List of tasks:
[A] Decide whether each statement agrees with the interview excerpt with Mr Kenny. Answer yes or no, and quote the words of the excerpt that settle it. (i) Mr Kenny says Aaron Sorkin and David Mamet came from theater. (ii) Mr Kenny says AY and Bolanle Austen Peters make writers dumb down for budget reasons. (iii) Isaac's last question is about Bling Lagosians and Merry men.
[B] Go on with the interview excerpt with Mr Kenny from the point where it stops.

MR KENNY:  I learn dialogue from loads of books. Shakespeare does wordplay like no one. Hope you guys are voracious readers. There’s a new guy you should check out. Ayad Akhtar.  Read Chekov, Tenessee, Wilde, Becket and even modern masters like Martin McDonaugh (whose plays, In Bruges and Billboards On Ebbing were made into films). Aaron Sorkin and David Mamet (a high lord of great dialogue) came from theater. Even here, Ola Rotimi & Osofisan are gurus of witty exchange

Merry men

ISAAC: So, last, question, you recently wrote Bling Lagosians and Merry men. Can you compare and contrast the working experience of both projects?

MR KENNY: AY and BAP (Bolanle Austen Peters) are one and the safe where passion and ambition are concerned. They’re easily excited and give you the onus to write without dumbing down for budget reasons. AY though is all about selling. Watching him talk about marketing is a masterclass in salesmanship. He’s deceptively brilliant. He jokes and jokes but gets things done.

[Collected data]
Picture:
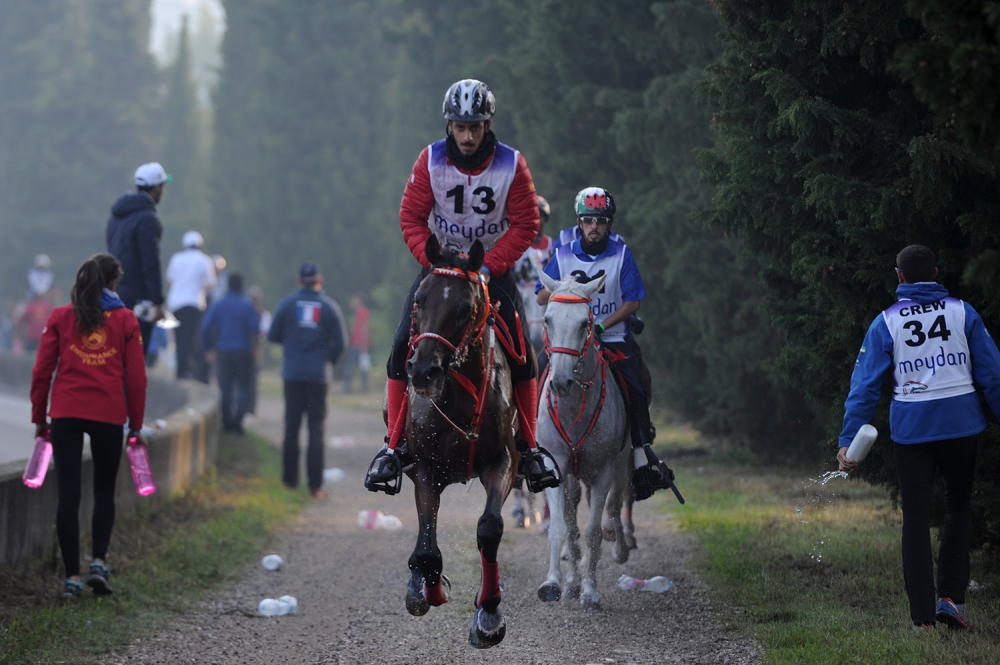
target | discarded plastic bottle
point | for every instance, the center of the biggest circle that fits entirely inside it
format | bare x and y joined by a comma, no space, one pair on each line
38,465
376,519
657,584
138,459
270,607
862,443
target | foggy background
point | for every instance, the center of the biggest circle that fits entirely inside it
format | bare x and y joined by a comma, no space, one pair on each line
767,164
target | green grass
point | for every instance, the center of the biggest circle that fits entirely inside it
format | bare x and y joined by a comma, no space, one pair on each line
163,559
814,573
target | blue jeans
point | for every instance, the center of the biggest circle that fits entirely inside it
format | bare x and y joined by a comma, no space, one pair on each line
309,399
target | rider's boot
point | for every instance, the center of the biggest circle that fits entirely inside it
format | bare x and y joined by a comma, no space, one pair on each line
385,473
649,472
537,467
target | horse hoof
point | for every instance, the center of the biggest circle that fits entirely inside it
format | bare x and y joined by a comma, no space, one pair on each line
488,629
549,592
440,593
590,602
416,605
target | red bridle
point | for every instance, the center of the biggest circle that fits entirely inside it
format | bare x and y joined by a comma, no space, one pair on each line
552,400
472,336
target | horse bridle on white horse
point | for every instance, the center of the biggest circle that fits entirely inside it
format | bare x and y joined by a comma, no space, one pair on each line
581,354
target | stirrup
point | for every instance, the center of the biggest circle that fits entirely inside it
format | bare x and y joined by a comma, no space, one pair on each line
385,473
651,476
540,470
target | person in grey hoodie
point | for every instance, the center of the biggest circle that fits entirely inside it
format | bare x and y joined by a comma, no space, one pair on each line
133,237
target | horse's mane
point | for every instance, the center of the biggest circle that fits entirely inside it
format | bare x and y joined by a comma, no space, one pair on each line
451,258
572,287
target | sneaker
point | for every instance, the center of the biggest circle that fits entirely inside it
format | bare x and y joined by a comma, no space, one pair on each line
100,579
951,613
71,590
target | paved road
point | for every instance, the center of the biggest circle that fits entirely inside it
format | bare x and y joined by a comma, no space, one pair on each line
17,434
350,583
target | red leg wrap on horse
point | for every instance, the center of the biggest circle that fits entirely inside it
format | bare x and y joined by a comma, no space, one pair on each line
490,587
526,398
436,595
395,406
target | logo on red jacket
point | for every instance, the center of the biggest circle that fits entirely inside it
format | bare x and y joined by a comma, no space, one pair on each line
596,201
95,340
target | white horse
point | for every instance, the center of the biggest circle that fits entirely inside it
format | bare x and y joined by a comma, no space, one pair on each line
582,421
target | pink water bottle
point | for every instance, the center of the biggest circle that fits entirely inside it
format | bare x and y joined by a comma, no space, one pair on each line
138,459
38,465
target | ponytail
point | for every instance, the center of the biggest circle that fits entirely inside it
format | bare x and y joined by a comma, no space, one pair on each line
96,274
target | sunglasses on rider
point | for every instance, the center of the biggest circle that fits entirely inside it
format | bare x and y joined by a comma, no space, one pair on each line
587,220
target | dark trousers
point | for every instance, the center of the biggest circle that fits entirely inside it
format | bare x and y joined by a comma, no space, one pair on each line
502,288
630,370
191,363
302,397
236,374
915,468
67,450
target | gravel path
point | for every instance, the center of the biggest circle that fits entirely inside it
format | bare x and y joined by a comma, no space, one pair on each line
350,583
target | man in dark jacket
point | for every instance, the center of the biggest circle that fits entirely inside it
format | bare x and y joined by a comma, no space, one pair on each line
310,328
133,237
229,337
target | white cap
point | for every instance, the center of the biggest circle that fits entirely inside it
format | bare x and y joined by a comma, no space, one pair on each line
151,175
193,239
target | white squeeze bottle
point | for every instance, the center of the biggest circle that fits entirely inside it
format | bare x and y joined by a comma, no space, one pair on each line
862,443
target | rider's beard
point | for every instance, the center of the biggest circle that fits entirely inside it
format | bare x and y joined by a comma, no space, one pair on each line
475,160
595,248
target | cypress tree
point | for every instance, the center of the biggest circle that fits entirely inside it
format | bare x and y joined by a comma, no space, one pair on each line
828,162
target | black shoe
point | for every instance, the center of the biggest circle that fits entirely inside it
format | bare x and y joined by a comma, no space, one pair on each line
100,579
71,590
539,470
385,473
652,475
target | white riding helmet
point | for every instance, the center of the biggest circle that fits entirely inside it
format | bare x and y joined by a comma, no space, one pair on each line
469,100
193,239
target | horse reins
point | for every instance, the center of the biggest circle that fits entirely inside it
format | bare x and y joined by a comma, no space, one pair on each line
602,365
472,335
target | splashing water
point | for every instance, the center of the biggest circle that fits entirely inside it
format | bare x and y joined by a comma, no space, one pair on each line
813,503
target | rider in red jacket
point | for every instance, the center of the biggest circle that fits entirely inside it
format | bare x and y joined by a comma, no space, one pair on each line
464,187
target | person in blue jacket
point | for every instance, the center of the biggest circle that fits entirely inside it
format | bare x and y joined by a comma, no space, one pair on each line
133,237
229,337
310,328
938,351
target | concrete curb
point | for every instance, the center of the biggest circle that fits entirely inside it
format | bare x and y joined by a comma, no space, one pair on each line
178,452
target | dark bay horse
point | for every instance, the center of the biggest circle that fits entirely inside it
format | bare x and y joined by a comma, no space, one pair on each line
460,425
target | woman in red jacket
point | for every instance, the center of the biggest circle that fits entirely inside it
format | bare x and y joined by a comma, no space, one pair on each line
100,382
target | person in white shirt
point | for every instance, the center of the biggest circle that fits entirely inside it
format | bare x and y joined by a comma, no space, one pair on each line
191,275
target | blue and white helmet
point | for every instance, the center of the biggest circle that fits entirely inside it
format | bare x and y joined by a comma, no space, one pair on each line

Results by task:
[A]
(i) Yes: "Aaron Sorkin and David Mamet (a high lord of great dialogue) came from theater."
(ii) No: "give you the onus to write without dumbing down for budget reasons."
(iii) Yes: "So, last, question, you recently wrote Bling Lagosians and Merry men."

[B]
First meeting for Merry Men, he said “Dem dey always talk say my films na skit. Now, I wan try do story”. He is highly self-aware of his deficiencies as a filmmaker but his ambition is boundless, & covers his knowledge gap. BAP is more introspective and theme-driven: she wants to affect hearts and provoke conversation. They both pay really well.

ISAAC: We shall request a tithe, sir, to celebrate the workings of the lord. Are you working on new stuff currently? How is it going?

MR KENNY: (gives a tongue out, which we won’t accept as tithe) I’ve written new scripts for both AY and BAP. I’m writing for a top Nigerian musician at the moment and I’m in various stages of development on other people’s work.

Having waited this long, Rats come out their holes as our moderator opens the session for questions. But as time beats us, we can’t get to read all.

RAT 1: How do you handle negative comments or criticism from producers or directors on a screenplay you have been commissioned to write? Especially when their comments come from a place of ignorance?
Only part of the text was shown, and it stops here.